| EXERCISE |
Output the data in full. Keep every entry exactly as written.

| THE RECORDS |
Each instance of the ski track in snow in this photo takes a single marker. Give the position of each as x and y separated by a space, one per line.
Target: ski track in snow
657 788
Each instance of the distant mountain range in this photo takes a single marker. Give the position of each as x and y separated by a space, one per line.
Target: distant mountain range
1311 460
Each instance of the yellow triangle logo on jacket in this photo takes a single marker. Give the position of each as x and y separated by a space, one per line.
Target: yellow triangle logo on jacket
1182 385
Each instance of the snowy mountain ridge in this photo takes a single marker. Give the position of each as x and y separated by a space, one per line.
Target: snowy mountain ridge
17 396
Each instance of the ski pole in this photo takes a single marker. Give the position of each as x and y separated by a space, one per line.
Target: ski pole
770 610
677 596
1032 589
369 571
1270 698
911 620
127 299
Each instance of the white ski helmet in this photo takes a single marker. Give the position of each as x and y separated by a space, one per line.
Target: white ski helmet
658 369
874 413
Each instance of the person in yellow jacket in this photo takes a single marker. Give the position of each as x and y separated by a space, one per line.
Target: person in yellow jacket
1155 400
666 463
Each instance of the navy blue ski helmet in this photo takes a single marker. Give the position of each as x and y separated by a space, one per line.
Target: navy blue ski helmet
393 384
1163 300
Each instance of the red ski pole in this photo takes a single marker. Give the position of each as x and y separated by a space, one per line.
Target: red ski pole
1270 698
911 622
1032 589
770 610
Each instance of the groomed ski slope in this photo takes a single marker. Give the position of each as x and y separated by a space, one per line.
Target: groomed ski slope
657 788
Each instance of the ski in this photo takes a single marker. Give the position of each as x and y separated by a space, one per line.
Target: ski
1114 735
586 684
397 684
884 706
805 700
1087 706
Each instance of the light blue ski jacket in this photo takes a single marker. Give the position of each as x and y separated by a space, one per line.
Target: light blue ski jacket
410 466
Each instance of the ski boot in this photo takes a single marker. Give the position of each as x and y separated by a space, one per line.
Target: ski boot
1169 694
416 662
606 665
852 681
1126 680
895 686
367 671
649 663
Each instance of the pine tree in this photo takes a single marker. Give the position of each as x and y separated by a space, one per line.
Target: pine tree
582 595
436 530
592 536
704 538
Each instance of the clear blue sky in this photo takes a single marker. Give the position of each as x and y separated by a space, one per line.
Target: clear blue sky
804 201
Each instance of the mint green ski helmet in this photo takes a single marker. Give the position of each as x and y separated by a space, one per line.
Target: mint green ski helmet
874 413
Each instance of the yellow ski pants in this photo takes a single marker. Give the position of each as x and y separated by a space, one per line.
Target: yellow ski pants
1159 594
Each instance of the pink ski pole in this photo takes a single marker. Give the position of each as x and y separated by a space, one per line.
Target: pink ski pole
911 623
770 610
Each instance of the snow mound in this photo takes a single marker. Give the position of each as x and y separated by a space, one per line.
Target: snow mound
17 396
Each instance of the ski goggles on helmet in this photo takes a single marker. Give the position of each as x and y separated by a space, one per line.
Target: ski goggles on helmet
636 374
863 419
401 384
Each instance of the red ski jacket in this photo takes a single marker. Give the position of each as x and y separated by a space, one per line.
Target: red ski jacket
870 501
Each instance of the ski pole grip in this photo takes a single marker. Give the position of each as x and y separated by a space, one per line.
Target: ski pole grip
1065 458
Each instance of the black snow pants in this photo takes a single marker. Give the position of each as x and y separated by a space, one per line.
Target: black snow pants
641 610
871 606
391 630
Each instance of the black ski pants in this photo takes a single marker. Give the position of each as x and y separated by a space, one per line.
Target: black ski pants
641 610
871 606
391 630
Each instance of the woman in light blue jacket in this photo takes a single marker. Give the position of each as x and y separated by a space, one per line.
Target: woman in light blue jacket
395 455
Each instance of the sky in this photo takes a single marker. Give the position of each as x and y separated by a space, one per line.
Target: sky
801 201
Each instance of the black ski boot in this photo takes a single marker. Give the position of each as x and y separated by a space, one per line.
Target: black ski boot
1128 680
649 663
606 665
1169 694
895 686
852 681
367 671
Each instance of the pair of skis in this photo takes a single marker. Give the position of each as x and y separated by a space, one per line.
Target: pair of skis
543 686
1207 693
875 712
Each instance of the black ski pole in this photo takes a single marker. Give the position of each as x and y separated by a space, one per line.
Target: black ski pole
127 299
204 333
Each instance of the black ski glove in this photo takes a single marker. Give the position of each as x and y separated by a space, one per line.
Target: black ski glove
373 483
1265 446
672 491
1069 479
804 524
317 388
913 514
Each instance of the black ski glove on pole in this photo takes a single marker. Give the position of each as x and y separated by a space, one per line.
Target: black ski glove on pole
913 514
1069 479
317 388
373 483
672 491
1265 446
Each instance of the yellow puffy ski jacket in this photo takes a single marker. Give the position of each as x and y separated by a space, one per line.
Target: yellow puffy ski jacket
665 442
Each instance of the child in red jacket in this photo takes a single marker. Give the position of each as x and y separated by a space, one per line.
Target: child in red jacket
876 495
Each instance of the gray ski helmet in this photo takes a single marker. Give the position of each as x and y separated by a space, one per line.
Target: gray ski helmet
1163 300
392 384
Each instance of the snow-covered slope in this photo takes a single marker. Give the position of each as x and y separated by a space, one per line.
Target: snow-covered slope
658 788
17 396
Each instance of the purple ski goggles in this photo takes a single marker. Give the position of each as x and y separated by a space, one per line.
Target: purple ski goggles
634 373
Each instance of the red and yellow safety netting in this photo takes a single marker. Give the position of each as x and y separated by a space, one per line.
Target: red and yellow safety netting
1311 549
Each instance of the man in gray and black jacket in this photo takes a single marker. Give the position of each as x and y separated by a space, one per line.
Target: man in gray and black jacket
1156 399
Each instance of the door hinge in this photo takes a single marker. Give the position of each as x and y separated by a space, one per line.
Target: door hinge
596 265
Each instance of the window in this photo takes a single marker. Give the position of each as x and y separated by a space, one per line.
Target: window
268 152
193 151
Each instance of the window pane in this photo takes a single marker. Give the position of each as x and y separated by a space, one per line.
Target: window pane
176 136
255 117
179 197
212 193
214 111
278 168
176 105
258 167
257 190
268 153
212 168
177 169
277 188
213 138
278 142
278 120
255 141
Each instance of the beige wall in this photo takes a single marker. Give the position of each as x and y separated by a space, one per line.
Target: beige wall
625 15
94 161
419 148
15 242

| ANSWER FOR THE TASK |
Each instance of the ski track in snow in this photo takes a single marker. Give the position of each as x and y separated by a space, one per line.
Target: ski track in snow
657 788
Each instance of the distant mountain range in this photo takes a single marker. Give the position of each as x and y separated by a space, one per line.
Target: distant mountain range
1311 460
Each instance of the yellow triangle logo on jacket in this photo takes a single marker. Give the position of each as x and y separated by a space, one per line.
Target: yellow triangle logo on jacket
1182 385
Each instance of the snowy mountain ridge in this photo takes a single marker. Give the position of each as x and y separated by a space, one per line.
Target: snowy mountain ridge
17 396
Each instance of the ski pole in this photo takes a single marker. Give the position of each as x and y separated by a space, one per line.
Target: ski pole
770 610
677 596
1032 589
369 571
1270 698
911 620
127 299
Each instance of the white ski helmet in this photo takes a single marker. Give the position of each as x and y separated by a space, one per line.
Target: white ski helmet
658 369
874 413
Each instance of the person in yellow jacket in this photo takes a single marker. Give the position of each as x and y separated by a space, one per line.
Target: person in yellow jacket
1155 400
666 463
Each instance of the navy blue ski helmet in this photo takes a single marker. Give the position of each as x and y separated by a space, one per line.
Target: navy blue ski helmet
393 384
1163 300
Each instance of the red ski pole in this photo takes a single marker. Give the position of each as x and y separated by a space, one per line.
Target: red ski pole
1270 698
911 622
1032 589
770 610
Each instance of the groomed ski slope in this photo takes a single marker. Give the position of each as x and y separated by a space, one per line.
Target: groomed ski slope
657 788
Each instance of the ski in this photo takes a single marker. Give the position of each as x and y separated by a space, one per line.
Target: ski
1114 735
586 684
397 684
884 706
805 700
1087 706
Each instance of the light blue ski jacket in this photo takes a single marker. Give the position of each as x and y separated by a space, one per line.
Target: light blue ski jacket
410 466
Each instance of the ski boot in this photo takes a single marker. Give the position of each as x and y separated by a space, one per line.
Target: ski boot
1169 694
416 662
606 665
852 681
1126 680
895 686
367 671
649 663
Each instance of the pine tree in this photo takes a single marker. Give the position of each as x and y separated by a space, one per line.
Target: pine tree
582 595
436 530
592 536
704 538
Each instance of the clear blue sky in this photo takes a single marker. Give the position of each as x and y separated by a space, one per line.
Target: clear blue sky
804 201
Each instance of the mint green ski helmet in this photo takes a single marker. Give the position of each as x and y separated by a space, one per line.
Target: mint green ski helmet
874 413
Each instance of the yellow ski pants in this photo takes a single marker. Give the position of each as x and y separated by a space, one per line.
Target: yellow ski pants
1159 594
Each instance of the pink ski pole in this photo takes a single marker. Give the position of each as x and y separated by a space, one per line.
Target: pink ski pole
911 623
770 610
Each instance of the snow mound in this photo takes a single marker. Give the position of each as x and y separated by a space, one per line.
Target: snow mound
17 396
Each instance of the ski goggles on helmet in this photo takes a single marker. Give the position of each as x and y separated by a space, one per line.
Target: ski goggles on helmet
636 374
863 419
401 384
Each instance of the red ski jacket in this photo takes a single marker. Give the position of each as x and y separated by a space, one per line.
Target: red ski jacket
870 501
Each instance of the ski pole grip in this photo takes a single marker. Give the position of each as x and y separated by a space, one per line.
Target: ski pole grip
1065 458
Each instance of the black snow pants in this photo takes a single marker. Give the position of each as x and y separated by a space, one per line.
Target: black snow pants
641 610
871 606
391 630
Each instance of the black ski pants in this photo takes a single marker. Give the position of each as x and y separated by a space, one per line.
Target: black ski pants
641 610
871 606
391 630
Each instance of the woman in light blue jacket in this photo takes a single marker. Give the position of each as x and y separated by a space, one per line.
Target: woman in light blue jacket
395 455
Each instance of the sky in this photo takes a single marker. Give the position of each as x and y separated by a space, one per line.
Target: sky
801 201
Each instance of the black ski boot in this photo takes a single marker. Give the position of each as x and y separated by a space, one per line.
Target: black ski boot
1128 680
649 663
606 665
1169 694
895 686
852 681
367 671
Each instance of the pair of skis in this photo takes a single marker. Give the position of each as x and y separated by a space, one per line.
Target: pair of skis
543 686
1207 693
875 712
Each instance of the black ski pole in this photo takes a single marker. Give the position of each as x and y separated by a space, one per line.
Target: black ski pole
127 299
204 333
Each instance of the black ski glove in this photo takes a single marker. Give the position of each as x and y separated by a space, one per line.
Target: black ski glove
373 483
1265 446
672 491
1069 479
804 524
317 388
913 514
Each instance of the black ski glove on pole in this photo takes a single marker. Give the position of each as x and y separated by a space, one per line.
Target: black ski glove on pole
913 514
1069 479
317 388
373 483
672 491
1265 446
Each instance of the yellow puffy ski jacket in this photo takes a single marker. Give the position of each as x and y separated by a space, one per line.
Target: yellow puffy ski jacket
665 442
Each instance of the child in red jacket in this photo takes a single marker. Give the position of each as x and y separated by a space, one per line.
Target: child in red jacket
876 495
Each instance of the gray ski helmet in this photo takes a single marker. Give the position of each as x and y separated by a space, one per line.
Target: gray ski helmet
1163 300
392 384
Each instance of the snow-covered slope in this photo takes a single marker. Give the position of each as x and y separated by a space, one per line.
Target: snow-covered slope
658 788
17 396
Each instance of the purple ski goggles in this photo takes a single marker. Give the position of each as x and y separated by a space, one per line.
Target: purple ski goggles
634 373
Each instance of the red and yellow safety netting in this photo takes a single marker. Give the position of each as x and y separated by a space, one per line.
Target: red and yellow safety netting
1311 549
Each instance of the man in gray and black jacket in this photo takes a single marker. Give the position of each as x and y separated by a space, one per line.
Target: man in gray and black jacket
1156 399
Each instance of the door hinge in this photo takes a single marker. Give the position of each as x and y separated by a space, one per line.
Target: door hinge
596 265
Each instance of the window in this photo takes a single marker. Give the position of each as x and y separated by a space, one per line.
Target: window
268 152
193 151
Each instance of the window pane in this photo takes a single marker. Give the position of each as x and y separated by a space, one per line.
Target: window pane
176 136
255 117
179 197
212 193
214 111
278 168
176 105
258 167
257 190
268 153
212 168
177 169
277 188
213 138
278 142
278 120
255 141
Each instance of the beige wall in this photo takes a single marker. Give the position of each as x and y separated by a space, one per line.
Target: beige wall
625 15
94 161
419 148
15 242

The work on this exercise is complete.